TASK OBJECTIVE: Return the part of the message about POSIX time zone strings from "Hmm, you're reading" up to and including "code will accept.", copied word for word.

GIVEN PASSAGE:
----------

=?UTF-8?Q?Marek_L=C3=A4ll?= <lall.marek@gmail.com> writes:
> POSIX string (syntax) is defined as:
> --> stdoffset[dst[offset][,start-date[/time],end-date[/time]]]
> The std string specifies the name of the time zone.
> It must be three or more characters long and must not contain a leading
> colon, embedded digits, commas, nor plus and minus signs.
Hmm, you're reading the POSIX spec I guess, because our docs don't
say that ;-). The IANA tzdb code only enforces that STD not be empty,
and Postgres has modified it to allow empty STD as well. That's
an ancient backwards-compatibility decision that we likely ought
to change sometime, so I've intentionally not documented it in
appendix B.5 [1]. The text in B.5 actually says that you need angle
brackets if you want any non-letters in STD or DST, which is more
conservative than what the IANA code will accept.

----------

RAW DATA:
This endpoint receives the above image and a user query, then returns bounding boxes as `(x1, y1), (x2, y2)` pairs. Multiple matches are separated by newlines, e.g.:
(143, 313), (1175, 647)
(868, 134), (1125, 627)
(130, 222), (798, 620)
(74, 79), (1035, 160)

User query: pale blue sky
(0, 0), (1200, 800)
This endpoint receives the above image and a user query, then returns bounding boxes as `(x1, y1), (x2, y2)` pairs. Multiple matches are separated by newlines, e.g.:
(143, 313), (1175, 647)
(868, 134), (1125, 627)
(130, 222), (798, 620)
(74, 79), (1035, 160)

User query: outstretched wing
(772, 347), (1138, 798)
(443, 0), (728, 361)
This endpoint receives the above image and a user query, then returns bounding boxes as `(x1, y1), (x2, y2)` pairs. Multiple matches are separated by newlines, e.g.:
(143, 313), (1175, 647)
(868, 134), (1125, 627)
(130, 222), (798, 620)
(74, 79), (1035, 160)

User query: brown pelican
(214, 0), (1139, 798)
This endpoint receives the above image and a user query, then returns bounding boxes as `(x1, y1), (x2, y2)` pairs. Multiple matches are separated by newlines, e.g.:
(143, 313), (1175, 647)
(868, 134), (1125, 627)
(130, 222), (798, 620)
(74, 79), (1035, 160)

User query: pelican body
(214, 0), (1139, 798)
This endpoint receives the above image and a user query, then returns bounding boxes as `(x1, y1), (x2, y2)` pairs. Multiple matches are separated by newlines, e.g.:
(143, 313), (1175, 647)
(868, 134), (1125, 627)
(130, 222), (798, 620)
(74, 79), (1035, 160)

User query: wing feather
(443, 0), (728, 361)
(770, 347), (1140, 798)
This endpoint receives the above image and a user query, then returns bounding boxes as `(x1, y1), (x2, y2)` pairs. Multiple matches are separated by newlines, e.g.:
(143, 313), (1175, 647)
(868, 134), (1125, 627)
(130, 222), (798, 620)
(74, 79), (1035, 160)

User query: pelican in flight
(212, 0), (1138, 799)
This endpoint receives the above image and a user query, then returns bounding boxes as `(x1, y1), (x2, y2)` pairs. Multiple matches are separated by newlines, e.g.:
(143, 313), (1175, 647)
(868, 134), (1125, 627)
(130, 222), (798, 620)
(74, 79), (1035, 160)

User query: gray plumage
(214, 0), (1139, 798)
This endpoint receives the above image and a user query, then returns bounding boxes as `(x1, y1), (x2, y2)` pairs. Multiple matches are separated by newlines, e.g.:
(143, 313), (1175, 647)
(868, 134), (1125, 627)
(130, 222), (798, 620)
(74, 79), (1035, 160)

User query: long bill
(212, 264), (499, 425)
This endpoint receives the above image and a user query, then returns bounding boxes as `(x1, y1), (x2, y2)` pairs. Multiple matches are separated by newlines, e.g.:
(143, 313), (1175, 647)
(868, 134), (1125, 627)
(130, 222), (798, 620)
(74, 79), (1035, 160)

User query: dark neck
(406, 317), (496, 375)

----------

CORRECT ANSWER:
Hmm, you're reading the POSIX spec I guess, because our docs don't
say that ;-). The IANA tzdb code only enforces that STD not be empty,
and Postgres has modified it to allow empty STD as well. That's
an ancient backwards-compatibility decision that we likely ought
to change sometime, so I've intentionally not documented it in
appendix B.5 [1]. The text in B.5 actually says that you need angle
brackets if you want any non-letters in STD or DST, which is more
conservative than what the IANA code will accept.